Text to read:
This, our fifth survey, took place six months after the House and Senate elections of 2010, in the midst of the confrontation over budget deficits, spending cuts, and tax reform. This essay begins with a demographic overview of political party alignments in 2011. The 2011 question allowed respondents to indicate if they were strong, not strong, or leaning Republican or Democratic; undecided/independent; or other. We have chosen to place those leaning either toward the Democratic or Republican Parties in their respective parties, reducing the independents to 3 percent of the total. These independents will not be included in this essay.

Overall, 57 percent of Catholics affiliate with the Democrats and 40 percent with the Republicans when those leaning toward one or the other party are included. The Democrats held a three-to-two lead before we included the leaners.

The “within generation” comparisons for 2011 show more Catholics affiliated with the Democrats than with the Republicans in all four generations.

Education and income figures reveal sharp differences (Table 15). More than half the Democrats had a high school or less education, true of only one in three Republicans. At the other end, more than one in three Republicans (36 percent) have earned a bachelor’s degree or more, true of only one in five Democrats (22 percent). The income figures reflect these differences: Thirty-eight percent of Republicans reported incomes under $50,000; among Democrats it was two out of three (65 percent). At the other end of the income ladder, three in 10 Republicans reported incomes of $100,000 or more, a figure reported by 18 percent of the Democrats.

Tasks to complete:
[a] Using the survey text on Catholic party affiliation, say whether each statement agrees with it, answering yes or no and quoting the words that decide it: (i) The independents are included in the essay's analysis. (ii) When leaners are counted, 57 percent of Catholics affiliate with the Democrats. (iii) Most Republicans reported incomes under $50,000.
[b] According to the survey text on Catholic party affiliation, what percentage of Democrats reported incomes of $100,000 or more?
The items that come after this note are from a separate source.

Records supplied:
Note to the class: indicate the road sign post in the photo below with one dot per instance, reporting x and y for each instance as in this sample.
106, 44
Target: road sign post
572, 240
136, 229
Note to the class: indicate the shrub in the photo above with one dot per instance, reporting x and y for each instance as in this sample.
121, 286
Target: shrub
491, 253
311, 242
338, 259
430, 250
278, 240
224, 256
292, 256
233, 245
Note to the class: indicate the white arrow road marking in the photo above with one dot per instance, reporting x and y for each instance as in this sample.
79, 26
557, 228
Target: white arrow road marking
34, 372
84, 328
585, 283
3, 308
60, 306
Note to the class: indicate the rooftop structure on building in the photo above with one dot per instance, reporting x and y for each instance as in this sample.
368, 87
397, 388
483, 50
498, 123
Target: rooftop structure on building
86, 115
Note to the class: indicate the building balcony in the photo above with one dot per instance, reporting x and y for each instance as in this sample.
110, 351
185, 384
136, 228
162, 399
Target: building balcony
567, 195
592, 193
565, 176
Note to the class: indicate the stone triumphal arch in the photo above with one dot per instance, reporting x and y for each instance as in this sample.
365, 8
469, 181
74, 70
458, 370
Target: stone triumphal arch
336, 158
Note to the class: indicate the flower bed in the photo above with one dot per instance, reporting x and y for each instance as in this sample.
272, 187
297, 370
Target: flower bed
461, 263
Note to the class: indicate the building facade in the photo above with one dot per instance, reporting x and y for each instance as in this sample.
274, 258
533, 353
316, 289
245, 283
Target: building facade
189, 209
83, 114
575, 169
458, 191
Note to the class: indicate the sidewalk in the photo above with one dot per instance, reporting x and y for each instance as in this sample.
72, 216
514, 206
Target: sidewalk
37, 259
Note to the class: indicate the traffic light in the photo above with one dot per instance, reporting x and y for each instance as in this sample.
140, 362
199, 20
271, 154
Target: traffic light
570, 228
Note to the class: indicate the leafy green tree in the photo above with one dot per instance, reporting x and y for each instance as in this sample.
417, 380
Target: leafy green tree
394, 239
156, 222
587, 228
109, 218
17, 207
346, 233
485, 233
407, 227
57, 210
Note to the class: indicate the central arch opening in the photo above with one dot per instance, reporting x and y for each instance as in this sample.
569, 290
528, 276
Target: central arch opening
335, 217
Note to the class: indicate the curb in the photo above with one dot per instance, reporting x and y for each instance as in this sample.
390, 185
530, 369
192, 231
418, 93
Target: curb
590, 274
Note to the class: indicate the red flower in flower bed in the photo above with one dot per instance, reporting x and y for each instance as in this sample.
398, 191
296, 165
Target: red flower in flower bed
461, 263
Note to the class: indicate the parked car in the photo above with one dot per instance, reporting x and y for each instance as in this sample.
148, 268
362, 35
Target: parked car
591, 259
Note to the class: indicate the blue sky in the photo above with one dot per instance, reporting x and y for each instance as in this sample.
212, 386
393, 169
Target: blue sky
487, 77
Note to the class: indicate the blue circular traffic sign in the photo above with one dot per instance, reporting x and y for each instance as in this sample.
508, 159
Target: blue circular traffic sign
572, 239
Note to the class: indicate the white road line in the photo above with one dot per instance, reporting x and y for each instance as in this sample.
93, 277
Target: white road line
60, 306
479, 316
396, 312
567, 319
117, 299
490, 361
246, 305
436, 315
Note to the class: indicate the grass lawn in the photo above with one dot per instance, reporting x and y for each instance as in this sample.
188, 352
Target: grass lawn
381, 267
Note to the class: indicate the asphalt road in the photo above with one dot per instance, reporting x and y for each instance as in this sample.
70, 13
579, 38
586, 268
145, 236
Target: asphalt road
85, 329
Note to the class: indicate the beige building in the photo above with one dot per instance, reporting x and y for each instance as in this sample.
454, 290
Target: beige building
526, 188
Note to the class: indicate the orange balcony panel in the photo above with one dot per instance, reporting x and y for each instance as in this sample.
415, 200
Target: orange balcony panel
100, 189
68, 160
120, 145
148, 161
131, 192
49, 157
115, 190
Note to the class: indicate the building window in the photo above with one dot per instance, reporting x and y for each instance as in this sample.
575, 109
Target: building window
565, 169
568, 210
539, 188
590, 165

==

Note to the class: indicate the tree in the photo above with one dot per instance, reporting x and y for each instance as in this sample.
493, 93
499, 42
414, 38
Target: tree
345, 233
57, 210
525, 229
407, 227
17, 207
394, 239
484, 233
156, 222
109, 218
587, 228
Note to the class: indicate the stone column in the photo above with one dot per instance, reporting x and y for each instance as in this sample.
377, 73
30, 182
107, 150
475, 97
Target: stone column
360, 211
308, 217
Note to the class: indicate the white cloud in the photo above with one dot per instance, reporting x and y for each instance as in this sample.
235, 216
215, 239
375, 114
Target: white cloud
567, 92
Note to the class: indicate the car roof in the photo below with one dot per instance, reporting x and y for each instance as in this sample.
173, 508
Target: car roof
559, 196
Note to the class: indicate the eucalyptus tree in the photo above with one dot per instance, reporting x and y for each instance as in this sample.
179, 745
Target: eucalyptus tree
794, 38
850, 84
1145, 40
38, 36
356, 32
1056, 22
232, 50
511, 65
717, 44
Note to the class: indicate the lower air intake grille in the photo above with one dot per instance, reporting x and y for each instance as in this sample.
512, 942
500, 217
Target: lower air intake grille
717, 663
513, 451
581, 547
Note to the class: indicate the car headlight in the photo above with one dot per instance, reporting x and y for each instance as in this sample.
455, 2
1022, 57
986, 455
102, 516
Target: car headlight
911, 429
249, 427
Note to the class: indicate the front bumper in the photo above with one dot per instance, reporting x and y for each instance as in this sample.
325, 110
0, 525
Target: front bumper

...

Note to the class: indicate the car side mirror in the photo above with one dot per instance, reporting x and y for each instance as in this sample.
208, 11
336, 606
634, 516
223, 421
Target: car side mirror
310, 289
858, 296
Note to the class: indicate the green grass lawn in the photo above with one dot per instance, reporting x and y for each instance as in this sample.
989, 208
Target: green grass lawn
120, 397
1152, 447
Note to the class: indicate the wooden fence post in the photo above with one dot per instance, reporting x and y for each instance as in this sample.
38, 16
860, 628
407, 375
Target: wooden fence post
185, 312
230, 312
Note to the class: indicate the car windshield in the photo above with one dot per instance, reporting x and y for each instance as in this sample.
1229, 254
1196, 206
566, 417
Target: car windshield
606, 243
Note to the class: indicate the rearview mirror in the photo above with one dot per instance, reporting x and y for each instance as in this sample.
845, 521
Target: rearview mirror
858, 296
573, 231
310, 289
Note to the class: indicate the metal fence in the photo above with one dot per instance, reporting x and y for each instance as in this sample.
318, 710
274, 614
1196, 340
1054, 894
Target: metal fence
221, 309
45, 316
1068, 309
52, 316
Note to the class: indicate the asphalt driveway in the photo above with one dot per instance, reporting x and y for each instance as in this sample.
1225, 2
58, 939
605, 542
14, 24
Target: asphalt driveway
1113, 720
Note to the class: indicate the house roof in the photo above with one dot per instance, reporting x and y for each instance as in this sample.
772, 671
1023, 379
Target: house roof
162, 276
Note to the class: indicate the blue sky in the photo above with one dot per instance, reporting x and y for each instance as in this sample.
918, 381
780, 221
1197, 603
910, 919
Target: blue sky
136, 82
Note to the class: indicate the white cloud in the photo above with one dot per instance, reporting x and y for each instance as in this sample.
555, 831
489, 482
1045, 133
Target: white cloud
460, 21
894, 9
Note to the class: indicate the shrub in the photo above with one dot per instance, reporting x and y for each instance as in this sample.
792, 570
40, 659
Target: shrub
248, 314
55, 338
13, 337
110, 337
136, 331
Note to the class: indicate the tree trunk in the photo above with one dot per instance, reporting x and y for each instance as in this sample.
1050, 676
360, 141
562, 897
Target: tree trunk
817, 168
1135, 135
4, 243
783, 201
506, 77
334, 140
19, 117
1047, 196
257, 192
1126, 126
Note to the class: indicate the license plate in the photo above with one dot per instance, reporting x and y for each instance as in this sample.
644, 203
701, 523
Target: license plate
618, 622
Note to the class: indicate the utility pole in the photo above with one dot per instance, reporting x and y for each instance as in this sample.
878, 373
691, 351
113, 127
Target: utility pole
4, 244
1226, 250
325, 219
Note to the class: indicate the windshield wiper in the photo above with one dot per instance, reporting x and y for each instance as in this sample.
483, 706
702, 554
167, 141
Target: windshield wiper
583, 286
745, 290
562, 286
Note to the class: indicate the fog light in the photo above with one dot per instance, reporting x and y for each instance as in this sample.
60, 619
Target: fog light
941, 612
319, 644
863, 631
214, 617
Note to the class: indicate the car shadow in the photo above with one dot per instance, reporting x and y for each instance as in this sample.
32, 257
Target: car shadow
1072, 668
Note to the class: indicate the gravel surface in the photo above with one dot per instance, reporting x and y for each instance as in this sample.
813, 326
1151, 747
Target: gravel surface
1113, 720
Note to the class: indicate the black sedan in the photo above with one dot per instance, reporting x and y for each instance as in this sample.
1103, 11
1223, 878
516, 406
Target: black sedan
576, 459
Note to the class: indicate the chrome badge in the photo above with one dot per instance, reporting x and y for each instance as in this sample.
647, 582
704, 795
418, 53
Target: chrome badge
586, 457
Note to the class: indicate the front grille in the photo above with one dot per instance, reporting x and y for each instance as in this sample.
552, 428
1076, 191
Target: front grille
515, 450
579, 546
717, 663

Solution list:
[a]
(i) No: "These independents will not be included in this essay."
(ii) Yes: "Overall, 57 percent of Catholics affiliate with the Democrats and 40 percent with the Republicans when those leaning toward one or the other party are included."
(iii) No: "Thirty-eight percent of Republicans reported incomes under $50,000"

[b] 18 percent